» How to complete this task
Please retype the stretch of the article on Jeff Landry's bid against Charles Boustany from "Louisiana: Jeff Landry" through "he slammed Boustany.", keeping every word and mark unchanged.

+++ Reading passage

Louisiana: Jeff Landry Announces Bid Against Charles Boustany
The Member-vs.-Member battle in the Bayou has begun and this Pelican State brawl is going to get very, very dirty.
Freshman GOP Rep. Jeff Landry announced tonight he will face off with four-term Republican Rep. Charles Boustany in Louisiana’s newly configured 3rd district in the state’s November “jungle primary.” Calling himself a “consistent, common-sense, Cajun conservative,” he slammed Boustany.
“I am not your typical Congressman,” Landry said, according to his prepared remarks. “If that is what you are looking for, that’s not me; that’s the other guy.”
“With our nation in debt, burdening our children and grandchildren with huge deficits and uncontrollable spending, I do not believe Congress should have gotten a pay raise,” Landry said. “But, ladies and gentlemen, Charles voted with Nancy Pelosi to increase his own pay.”

++++++
+++ Source information

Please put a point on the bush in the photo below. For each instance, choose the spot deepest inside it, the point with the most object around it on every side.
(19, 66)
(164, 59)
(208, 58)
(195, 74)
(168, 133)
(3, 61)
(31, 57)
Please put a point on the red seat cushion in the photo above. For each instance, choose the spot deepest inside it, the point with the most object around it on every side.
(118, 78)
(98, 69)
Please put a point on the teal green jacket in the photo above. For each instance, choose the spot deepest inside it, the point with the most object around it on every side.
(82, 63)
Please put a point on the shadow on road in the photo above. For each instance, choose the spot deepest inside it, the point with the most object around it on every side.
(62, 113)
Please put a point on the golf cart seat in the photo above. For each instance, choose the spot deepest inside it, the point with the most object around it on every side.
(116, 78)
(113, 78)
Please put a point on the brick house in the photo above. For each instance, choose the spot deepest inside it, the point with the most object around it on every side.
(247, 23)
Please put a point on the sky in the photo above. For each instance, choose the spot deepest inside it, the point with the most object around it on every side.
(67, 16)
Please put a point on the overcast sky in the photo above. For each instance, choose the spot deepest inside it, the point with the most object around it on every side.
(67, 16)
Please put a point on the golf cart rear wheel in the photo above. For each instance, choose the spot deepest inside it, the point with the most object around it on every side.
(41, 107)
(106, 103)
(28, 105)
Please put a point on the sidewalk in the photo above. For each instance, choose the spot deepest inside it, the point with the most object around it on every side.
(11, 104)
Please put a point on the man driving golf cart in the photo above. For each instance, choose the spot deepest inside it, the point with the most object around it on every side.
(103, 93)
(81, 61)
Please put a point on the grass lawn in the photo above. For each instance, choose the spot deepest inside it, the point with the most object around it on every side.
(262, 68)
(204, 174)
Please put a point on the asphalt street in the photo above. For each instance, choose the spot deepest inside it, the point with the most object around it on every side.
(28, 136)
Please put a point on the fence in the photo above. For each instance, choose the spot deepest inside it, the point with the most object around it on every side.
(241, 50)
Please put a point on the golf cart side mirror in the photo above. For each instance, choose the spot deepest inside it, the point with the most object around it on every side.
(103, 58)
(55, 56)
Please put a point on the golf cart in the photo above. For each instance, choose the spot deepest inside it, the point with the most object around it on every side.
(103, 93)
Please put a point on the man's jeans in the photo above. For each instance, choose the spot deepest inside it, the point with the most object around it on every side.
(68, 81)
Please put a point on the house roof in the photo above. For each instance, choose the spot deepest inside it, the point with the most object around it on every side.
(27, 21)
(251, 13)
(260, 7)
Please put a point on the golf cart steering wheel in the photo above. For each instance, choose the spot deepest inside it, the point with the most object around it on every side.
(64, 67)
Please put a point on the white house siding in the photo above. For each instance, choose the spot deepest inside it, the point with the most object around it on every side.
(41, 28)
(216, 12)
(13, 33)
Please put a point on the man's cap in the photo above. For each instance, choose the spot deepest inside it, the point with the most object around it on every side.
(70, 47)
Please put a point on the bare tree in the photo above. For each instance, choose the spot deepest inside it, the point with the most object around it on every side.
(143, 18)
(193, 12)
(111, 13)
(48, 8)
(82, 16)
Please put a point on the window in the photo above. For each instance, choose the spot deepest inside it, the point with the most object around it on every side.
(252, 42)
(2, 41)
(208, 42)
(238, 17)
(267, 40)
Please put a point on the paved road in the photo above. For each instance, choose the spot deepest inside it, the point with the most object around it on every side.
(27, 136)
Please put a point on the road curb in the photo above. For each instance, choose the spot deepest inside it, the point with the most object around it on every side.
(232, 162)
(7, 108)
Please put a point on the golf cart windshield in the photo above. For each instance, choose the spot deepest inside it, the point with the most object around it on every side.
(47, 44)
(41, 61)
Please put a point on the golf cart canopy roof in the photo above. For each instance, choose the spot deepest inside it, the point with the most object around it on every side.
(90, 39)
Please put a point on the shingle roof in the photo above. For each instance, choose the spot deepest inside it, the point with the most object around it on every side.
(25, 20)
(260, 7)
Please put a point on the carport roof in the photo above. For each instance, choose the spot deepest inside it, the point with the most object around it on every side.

++++++
+++ Source information

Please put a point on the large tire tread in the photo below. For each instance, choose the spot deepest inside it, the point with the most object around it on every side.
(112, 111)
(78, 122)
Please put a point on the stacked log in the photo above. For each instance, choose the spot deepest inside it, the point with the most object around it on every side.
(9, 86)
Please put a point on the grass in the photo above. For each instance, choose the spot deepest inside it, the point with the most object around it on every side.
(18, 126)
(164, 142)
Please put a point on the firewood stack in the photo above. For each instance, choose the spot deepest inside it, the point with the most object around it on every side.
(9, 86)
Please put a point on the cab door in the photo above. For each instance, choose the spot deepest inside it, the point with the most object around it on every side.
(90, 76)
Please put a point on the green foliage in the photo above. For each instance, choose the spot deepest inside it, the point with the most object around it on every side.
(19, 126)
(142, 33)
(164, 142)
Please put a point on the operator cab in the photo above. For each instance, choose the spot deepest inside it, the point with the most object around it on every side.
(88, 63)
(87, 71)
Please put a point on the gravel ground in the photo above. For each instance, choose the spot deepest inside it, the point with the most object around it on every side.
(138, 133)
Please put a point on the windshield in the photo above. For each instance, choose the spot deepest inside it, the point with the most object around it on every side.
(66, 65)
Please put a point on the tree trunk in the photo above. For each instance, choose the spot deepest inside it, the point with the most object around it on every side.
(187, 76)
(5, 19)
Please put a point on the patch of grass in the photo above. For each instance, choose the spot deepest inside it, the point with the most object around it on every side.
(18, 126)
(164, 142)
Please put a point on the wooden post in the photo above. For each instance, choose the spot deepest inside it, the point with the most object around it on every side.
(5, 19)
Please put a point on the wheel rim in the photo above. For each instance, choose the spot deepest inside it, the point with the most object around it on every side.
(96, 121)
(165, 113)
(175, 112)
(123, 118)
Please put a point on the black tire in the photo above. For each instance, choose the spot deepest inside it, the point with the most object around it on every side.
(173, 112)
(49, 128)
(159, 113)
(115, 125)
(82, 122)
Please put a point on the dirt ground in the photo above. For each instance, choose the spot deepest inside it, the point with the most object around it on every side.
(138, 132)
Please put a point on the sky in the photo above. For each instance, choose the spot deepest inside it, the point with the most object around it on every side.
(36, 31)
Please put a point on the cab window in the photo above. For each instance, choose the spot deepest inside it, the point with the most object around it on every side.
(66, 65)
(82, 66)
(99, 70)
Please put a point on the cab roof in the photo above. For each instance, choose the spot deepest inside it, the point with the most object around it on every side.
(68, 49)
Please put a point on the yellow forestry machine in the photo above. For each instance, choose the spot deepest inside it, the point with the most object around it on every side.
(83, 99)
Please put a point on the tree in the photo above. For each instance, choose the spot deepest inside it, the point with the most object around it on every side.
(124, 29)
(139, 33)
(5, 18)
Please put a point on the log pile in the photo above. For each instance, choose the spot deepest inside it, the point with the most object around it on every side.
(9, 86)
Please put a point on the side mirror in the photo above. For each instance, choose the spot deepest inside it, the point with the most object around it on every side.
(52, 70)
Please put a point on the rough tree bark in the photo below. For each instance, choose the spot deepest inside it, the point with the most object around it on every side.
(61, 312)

++++++

» Reply to the exercise
Louisiana: Jeff Landry Announces Bid Against Charles Boustany
The Member-vs.-Member battle in the Bayou has begun and this Pelican State brawl is going to get very, very dirty.
Freshman GOP Rep. Jeff Landry announced tonight he will face off with four-term Republican Rep. Charles Boustany in Louisiana’s newly configured 3rd district in the state’s November “jungle primary.” Calling himself a “consistent, common-sense, Cajun conservative,” he slammed Boustany.